Please rescale the part of the listing that opens with the line containing "Point to the metal rivet" and runs through the end of the listing, both ends included. Write those lines out again with their requests, multiplying every answer coordinate by 1.9 and rounding to whole numbers (halves up), and leave the pictures out.

**** INPUT ****

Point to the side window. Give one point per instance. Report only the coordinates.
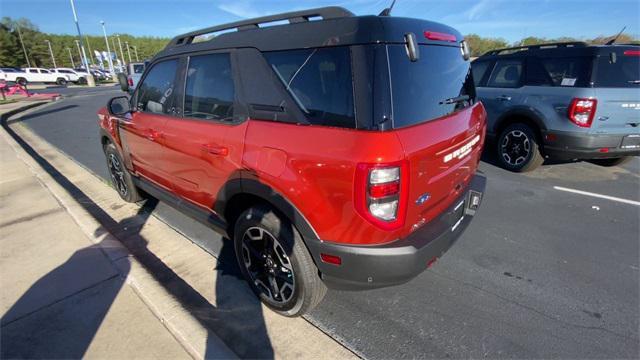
(536, 75)
(479, 69)
(320, 81)
(155, 94)
(209, 92)
(506, 74)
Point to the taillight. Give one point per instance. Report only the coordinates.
(582, 111)
(381, 193)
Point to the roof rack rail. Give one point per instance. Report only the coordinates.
(329, 12)
(536, 47)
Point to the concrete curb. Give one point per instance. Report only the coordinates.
(178, 321)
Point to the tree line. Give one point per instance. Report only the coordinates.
(65, 49)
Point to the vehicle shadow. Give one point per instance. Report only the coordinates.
(236, 317)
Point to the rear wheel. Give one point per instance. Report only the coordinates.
(276, 263)
(518, 148)
(612, 161)
(120, 177)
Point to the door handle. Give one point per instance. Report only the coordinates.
(153, 135)
(215, 149)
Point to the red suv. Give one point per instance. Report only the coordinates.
(334, 150)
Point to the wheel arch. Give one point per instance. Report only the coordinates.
(241, 193)
(526, 115)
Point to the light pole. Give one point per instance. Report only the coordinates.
(90, 80)
(79, 52)
(53, 59)
(126, 43)
(120, 45)
(73, 65)
(22, 43)
(104, 31)
(90, 58)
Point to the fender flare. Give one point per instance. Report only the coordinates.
(520, 111)
(254, 187)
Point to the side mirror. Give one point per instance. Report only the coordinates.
(124, 82)
(119, 106)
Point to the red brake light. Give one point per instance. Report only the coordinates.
(331, 259)
(381, 193)
(433, 35)
(382, 190)
(582, 111)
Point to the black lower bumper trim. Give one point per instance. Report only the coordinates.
(569, 146)
(366, 267)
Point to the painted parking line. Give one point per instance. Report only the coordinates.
(600, 196)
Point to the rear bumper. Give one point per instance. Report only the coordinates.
(568, 146)
(367, 267)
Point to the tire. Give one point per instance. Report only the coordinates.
(286, 257)
(518, 148)
(121, 179)
(612, 161)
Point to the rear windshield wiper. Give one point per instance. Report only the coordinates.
(456, 99)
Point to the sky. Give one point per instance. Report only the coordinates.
(508, 19)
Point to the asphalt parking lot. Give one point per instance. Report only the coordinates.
(542, 272)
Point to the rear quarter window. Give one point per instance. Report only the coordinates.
(618, 71)
(419, 89)
(320, 82)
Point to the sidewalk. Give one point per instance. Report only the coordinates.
(62, 297)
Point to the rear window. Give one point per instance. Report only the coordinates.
(320, 82)
(619, 70)
(559, 71)
(420, 89)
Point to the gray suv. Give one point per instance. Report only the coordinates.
(561, 101)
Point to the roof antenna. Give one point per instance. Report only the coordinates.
(387, 11)
(612, 41)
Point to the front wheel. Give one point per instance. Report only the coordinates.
(120, 177)
(518, 148)
(612, 161)
(276, 263)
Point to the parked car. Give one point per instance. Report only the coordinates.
(561, 101)
(13, 74)
(134, 72)
(71, 74)
(350, 163)
(40, 75)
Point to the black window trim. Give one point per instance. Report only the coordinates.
(521, 82)
(134, 98)
(239, 112)
(301, 117)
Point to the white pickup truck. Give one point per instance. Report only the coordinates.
(37, 75)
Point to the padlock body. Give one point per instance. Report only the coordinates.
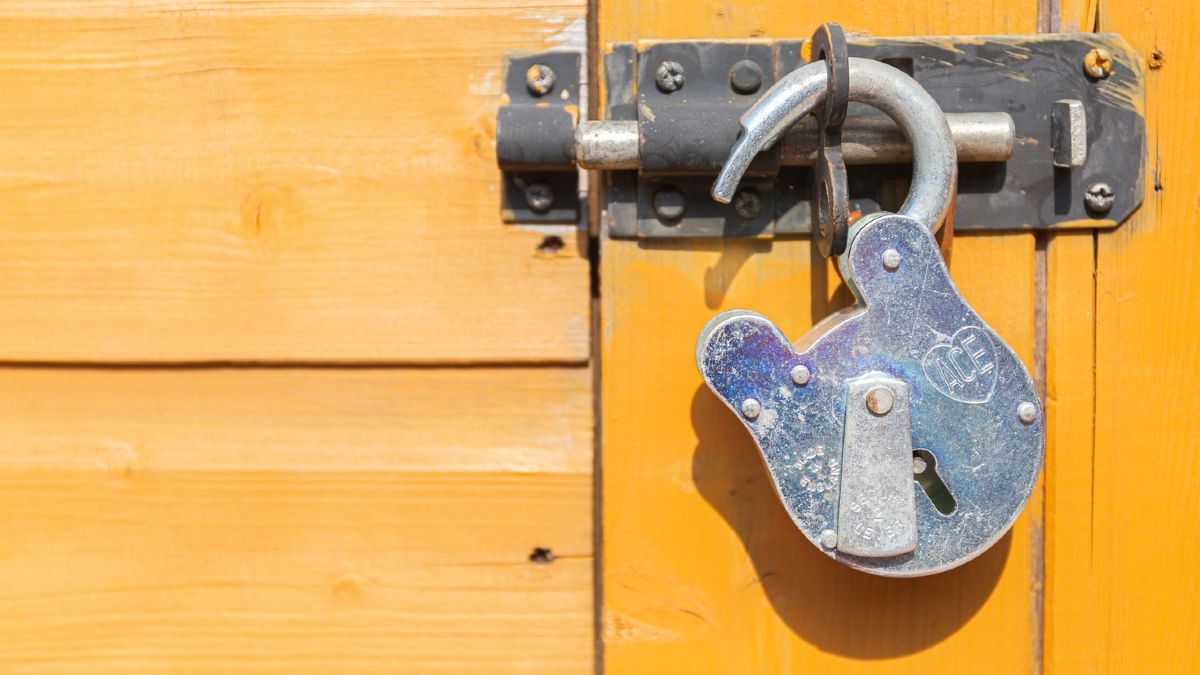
(972, 407)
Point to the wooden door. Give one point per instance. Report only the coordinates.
(702, 569)
(280, 390)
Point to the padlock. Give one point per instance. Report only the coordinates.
(903, 435)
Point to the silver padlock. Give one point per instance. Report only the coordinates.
(903, 435)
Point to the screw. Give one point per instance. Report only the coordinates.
(669, 203)
(540, 79)
(1027, 412)
(670, 77)
(748, 204)
(801, 375)
(745, 77)
(829, 539)
(1099, 197)
(540, 197)
(918, 466)
(880, 400)
(1098, 64)
(751, 408)
(1156, 59)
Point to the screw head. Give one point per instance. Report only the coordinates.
(670, 77)
(892, 260)
(1099, 197)
(829, 539)
(669, 203)
(801, 375)
(1027, 412)
(540, 79)
(747, 204)
(540, 197)
(1098, 64)
(880, 400)
(745, 77)
(751, 408)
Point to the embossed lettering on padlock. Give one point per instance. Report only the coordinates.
(903, 435)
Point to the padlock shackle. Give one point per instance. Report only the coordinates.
(935, 169)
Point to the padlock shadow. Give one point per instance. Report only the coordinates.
(829, 605)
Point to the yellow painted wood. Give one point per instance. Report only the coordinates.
(703, 572)
(262, 180)
(1074, 643)
(1127, 601)
(279, 520)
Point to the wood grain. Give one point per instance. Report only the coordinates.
(1129, 599)
(1073, 640)
(256, 520)
(273, 181)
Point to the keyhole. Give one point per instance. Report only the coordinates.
(924, 471)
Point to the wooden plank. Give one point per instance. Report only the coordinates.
(255, 181)
(295, 520)
(703, 572)
(1073, 641)
(1140, 607)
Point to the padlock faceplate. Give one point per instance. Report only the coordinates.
(965, 388)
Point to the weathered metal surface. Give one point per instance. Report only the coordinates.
(535, 138)
(883, 87)
(965, 388)
(829, 184)
(876, 509)
(1019, 76)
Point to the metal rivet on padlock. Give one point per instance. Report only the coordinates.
(904, 436)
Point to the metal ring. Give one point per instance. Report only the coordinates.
(828, 45)
(935, 169)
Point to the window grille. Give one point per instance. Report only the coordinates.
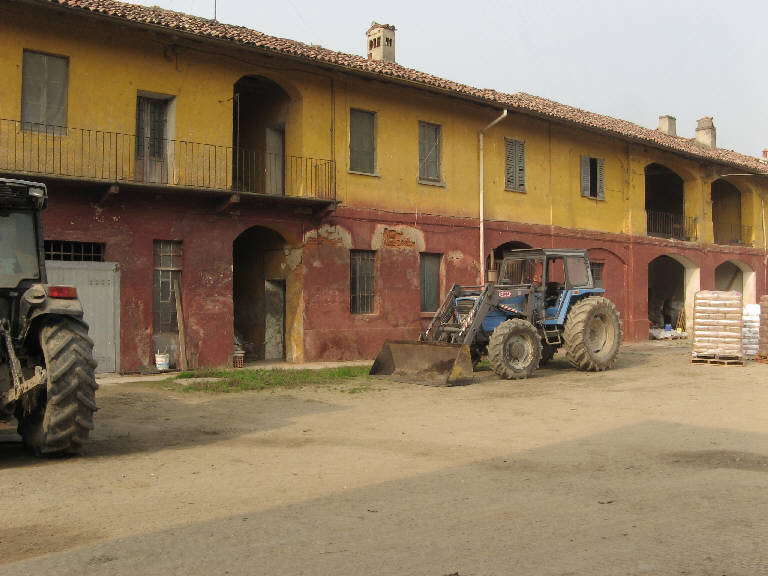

****

▶ [SOLUTION TO THIS TASK]:
Point to the metal rivet on padlock. Give one point per instance. Report only the coordinates.
(1718, 828)
Point to the metal ring. Give one point per instance. Report only the coordinates.
(1573, 86)
(1777, 321)
Point to the window grille. Give one point per instance. Report only the coordinates.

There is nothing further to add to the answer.